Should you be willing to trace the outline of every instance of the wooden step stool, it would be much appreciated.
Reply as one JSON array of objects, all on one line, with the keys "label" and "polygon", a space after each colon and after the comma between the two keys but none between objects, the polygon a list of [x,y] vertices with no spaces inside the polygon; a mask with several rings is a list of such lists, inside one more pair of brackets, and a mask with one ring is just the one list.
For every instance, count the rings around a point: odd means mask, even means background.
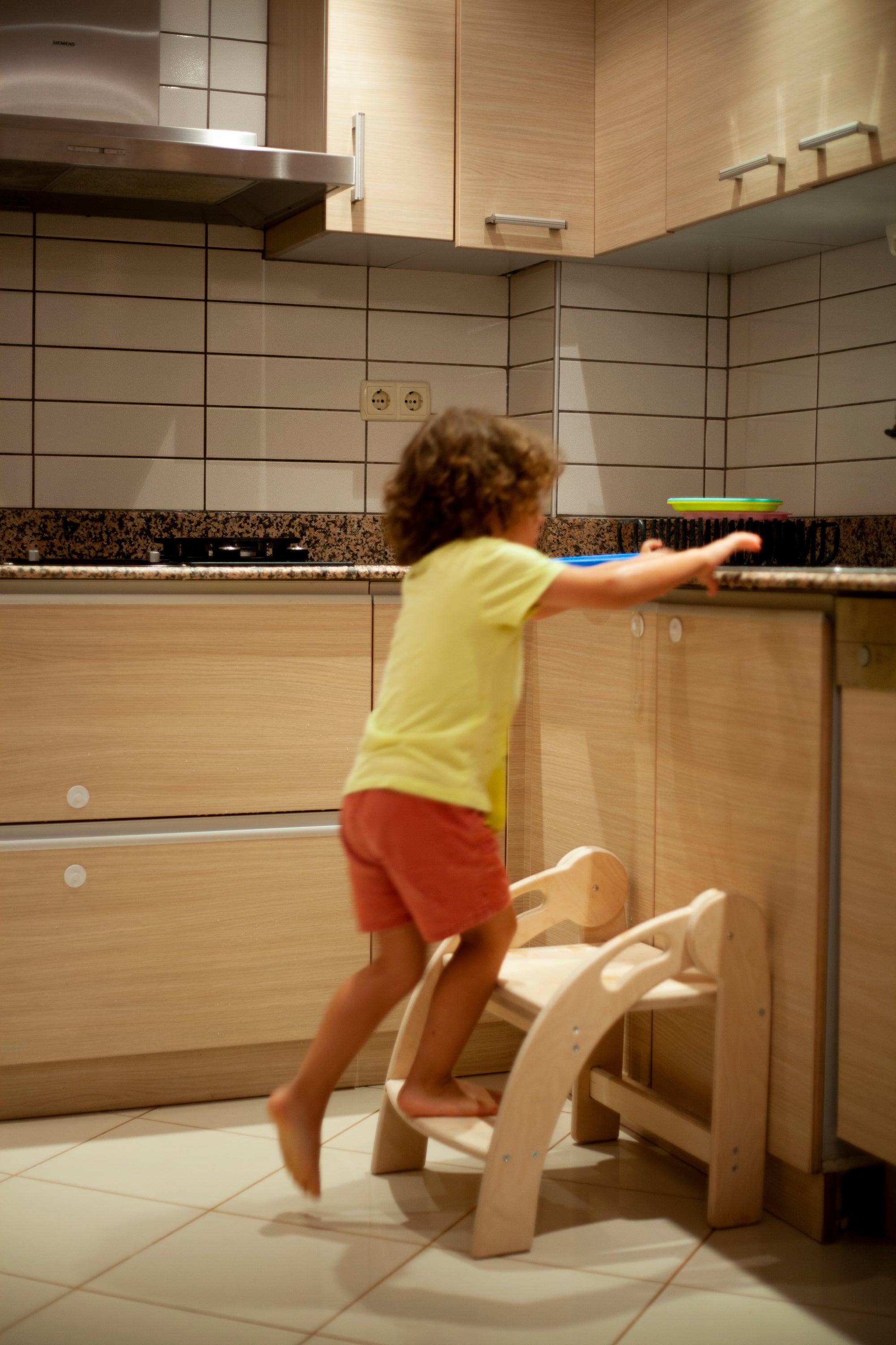
[{"label": "wooden step stool", "polygon": [[[762,1216],[768,1100],[770,981],[766,928],[747,897],[713,889],[690,905],[625,928],[627,877],[607,850],[580,846],[555,869],[513,884],[540,890],[519,917],[489,1010],[523,1028],[497,1116],[407,1118],[396,1099],[420,1041],[438,978],[457,937],[434,954],[399,1029],[373,1147],[373,1173],[426,1162],[427,1139],[485,1159],[474,1256],[528,1251],[541,1169],[572,1092],[575,1143],[611,1141],[619,1119],[709,1166],[713,1228]],[[523,947],[562,920],[587,942]],[[630,1011],[716,1006],[712,1124],[622,1079],[622,1025]]]}]

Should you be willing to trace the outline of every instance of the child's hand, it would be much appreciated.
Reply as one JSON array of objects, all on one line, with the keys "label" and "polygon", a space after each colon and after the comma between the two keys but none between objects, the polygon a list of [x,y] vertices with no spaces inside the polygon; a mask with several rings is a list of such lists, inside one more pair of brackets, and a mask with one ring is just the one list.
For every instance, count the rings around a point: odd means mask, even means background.
[{"label": "child's hand", "polygon": [[701,564],[695,578],[703,584],[708,593],[719,592],[716,566],[724,565],[735,551],[762,551],[762,538],[756,533],[729,533],[728,537],[720,537],[717,542],[709,542],[707,546],[696,549]]}]

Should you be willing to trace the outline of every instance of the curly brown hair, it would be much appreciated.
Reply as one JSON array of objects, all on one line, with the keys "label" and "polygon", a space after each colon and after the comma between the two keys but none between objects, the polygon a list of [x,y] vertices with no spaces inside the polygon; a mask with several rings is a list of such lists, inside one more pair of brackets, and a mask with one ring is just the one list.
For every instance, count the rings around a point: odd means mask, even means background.
[{"label": "curly brown hair", "polygon": [[520,421],[453,408],[402,453],[386,487],[386,541],[412,565],[458,538],[488,537],[537,508],[560,473],[552,441]]}]

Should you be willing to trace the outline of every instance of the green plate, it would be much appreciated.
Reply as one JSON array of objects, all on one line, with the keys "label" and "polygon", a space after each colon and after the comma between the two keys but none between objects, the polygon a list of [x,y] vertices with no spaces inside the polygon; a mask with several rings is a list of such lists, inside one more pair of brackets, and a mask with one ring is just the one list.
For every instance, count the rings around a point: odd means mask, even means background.
[{"label": "green plate", "polygon": [[780,508],[780,500],[766,499],[720,499],[719,496],[680,495],[666,500],[677,514],[774,514]]}]

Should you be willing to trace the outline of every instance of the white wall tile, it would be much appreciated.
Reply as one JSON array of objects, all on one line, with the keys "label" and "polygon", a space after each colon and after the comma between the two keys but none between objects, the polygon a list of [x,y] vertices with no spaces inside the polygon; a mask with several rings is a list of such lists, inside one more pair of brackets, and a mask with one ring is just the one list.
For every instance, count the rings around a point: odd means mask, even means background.
[{"label": "white wall tile", "polygon": [[525,266],[510,276],[510,316],[533,313],[539,308],[553,308],[556,289],[556,262],[541,261]]},{"label": "white wall tile", "polygon": [[0,506],[31,507],[31,457],[0,456]]},{"label": "white wall tile", "polygon": [[31,452],[31,402],[0,401],[0,453]]},{"label": "white wall tile", "polygon": [[819,463],[815,510],[823,514],[896,514],[896,457]]},{"label": "white wall tile", "polygon": [[553,410],[553,360],[517,364],[508,373],[508,416]]},{"label": "white wall tile", "polygon": [[[493,416],[506,414],[506,370],[477,369],[474,364],[392,364],[371,360],[368,378],[395,379],[402,383],[424,378],[433,391],[433,412],[449,406],[474,406]],[[355,393],[357,406],[357,390]]]},{"label": "white wall tile", "polygon": [[478,313],[482,317],[506,317],[508,278],[371,266],[369,305],[396,308],[406,313]]},{"label": "white wall tile", "polygon": [[208,42],[206,38],[175,36],[163,32],[159,51],[159,82],[208,87]]},{"label": "white wall tile", "polygon": [[0,351],[0,397],[31,397],[31,346]]},{"label": "white wall tile", "polygon": [[35,397],[70,402],[200,405],[203,356],[38,347]]},{"label": "white wall tile", "polygon": [[814,410],[728,421],[728,467],[771,467],[814,460]]},{"label": "white wall tile", "polygon": [[[364,461],[364,421],[356,410],[296,412],[210,406],[207,416],[208,457]],[[407,437],[407,425],[398,428]]]},{"label": "white wall tile", "polygon": [[818,350],[818,304],[794,304],[732,317],[731,364],[814,355]]},{"label": "white wall tile", "polygon": [[254,252],[208,253],[208,297],[266,304],[336,304],[364,308],[364,266],[265,261]]},{"label": "white wall tile", "polygon": [[39,346],[203,350],[204,304],[195,299],[36,295]]},{"label": "white wall tile", "polygon": [[[165,81],[177,83],[177,79]],[[267,85],[267,47],[258,42],[211,39],[211,89],[231,93],[265,93]]]},{"label": "white wall tile", "polygon": [[703,467],[703,420],[560,412],[567,463],[625,467]]},{"label": "white wall tile", "polygon": [[208,95],[208,125],[214,130],[251,130],[265,144],[267,105],[263,94],[219,93]]},{"label": "white wall tile", "polygon": [[705,370],[560,360],[560,410],[703,416]]},{"label": "white wall tile", "polygon": [[895,457],[896,438],[884,434],[896,421],[896,402],[830,406],[818,412],[819,463],[850,457]]},{"label": "white wall tile", "polygon": [[[94,238],[101,242],[173,243],[203,247],[206,226],[173,219],[116,219],[111,215],[38,215],[39,238]],[[62,286],[67,288],[67,286]]]},{"label": "white wall tile", "polygon": [[707,421],[705,459],[707,469],[725,465],[725,422]]},{"label": "white wall tile", "polygon": [[888,340],[896,340],[896,285],[822,300],[822,350],[848,350]]},{"label": "white wall tile", "polygon": [[201,406],[35,402],[35,453],[201,457]]},{"label": "white wall tile", "polygon": [[[207,126],[208,94],[204,89],[177,89],[161,85],[159,89],[160,126]],[[228,130],[228,126],[219,128]]]},{"label": "white wall tile", "polygon": [[214,38],[265,42],[267,0],[211,0],[211,31]]},{"label": "white wall tile", "polygon": [[0,289],[0,344],[31,344],[31,295],[26,289]]},{"label": "white wall tile", "polygon": [[731,316],[818,299],[818,257],[797,257],[731,277]]},{"label": "white wall tile", "polygon": [[287,304],[208,304],[208,350],[364,359],[364,312]]},{"label": "white wall tile", "polygon": [[201,247],[38,239],[38,289],[201,299]]},{"label": "white wall tile", "polygon": [[795,412],[815,405],[818,356],[743,364],[728,374],[728,414]]},{"label": "white wall tile", "polygon": [[562,303],[579,308],[626,308],[647,313],[707,312],[704,272],[599,266],[564,261]]},{"label": "white wall tile", "polygon": [[506,366],[508,320],[379,311],[369,313],[368,340],[371,359]]},{"label": "white wall tile", "polygon": [[656,518],[672,514],[669,496],[701,492],[703,468],[567,467],[557,482],[557,514]]},{"label": "white wall tile", "polygon": [[822,355],[818,369],[818,405],[880,402],[896,387],[896,343]]},{"label": "white wall tile", "polygon": [[159,22],[163,32],[207,34],[208,0],[161,0]]},{"label": "white wall tile", "polygon": [[3,289],[31,289],[31,238],[0,235],[0,285]]},{"label": "white wall tile", "polygon": [[356,410],[364,362],[210,355],[210,406]]},{"label": "white wall tile", "polygon": [[669,313],[563,308],[560,355],[643,364],[705,364],[707,321]]},{"label": "white wall tile", "polygon": [[364,508],[363,463],[206,464],[206,508],[355,514]]},{"label": "white wall tile", "polygon": [[896,285],[896,257],[885,238],[872,238],[853,247],[834,247],[821,254],[821,295],[846,295],[850,289]]},{"label": "white wall tile", "polygon": [[201,508],[203,464],[175,457],[36,457],[38,508]]}]

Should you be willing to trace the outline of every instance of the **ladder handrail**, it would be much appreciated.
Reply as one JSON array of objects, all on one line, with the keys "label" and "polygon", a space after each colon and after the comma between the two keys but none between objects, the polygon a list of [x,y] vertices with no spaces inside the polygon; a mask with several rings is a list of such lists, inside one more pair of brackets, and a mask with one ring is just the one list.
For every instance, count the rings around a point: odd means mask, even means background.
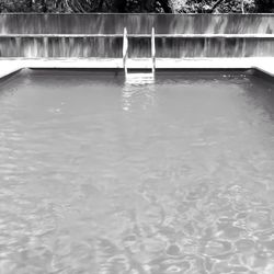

- Your instructions: Copy out each line of the material above that contains the string “curly”. Matches must have the same case.

- Written solution:
Should you be willing to trace the outline of every instance of the curly brown hair, it would be much appreciated.
[{"label": "curly brown hair", "polygon": [[520,421],[453,408],[402,453],[386,487],[386,541],[412,565],[458,538],[488,537],[537,508],[560,473],[552,441]]}]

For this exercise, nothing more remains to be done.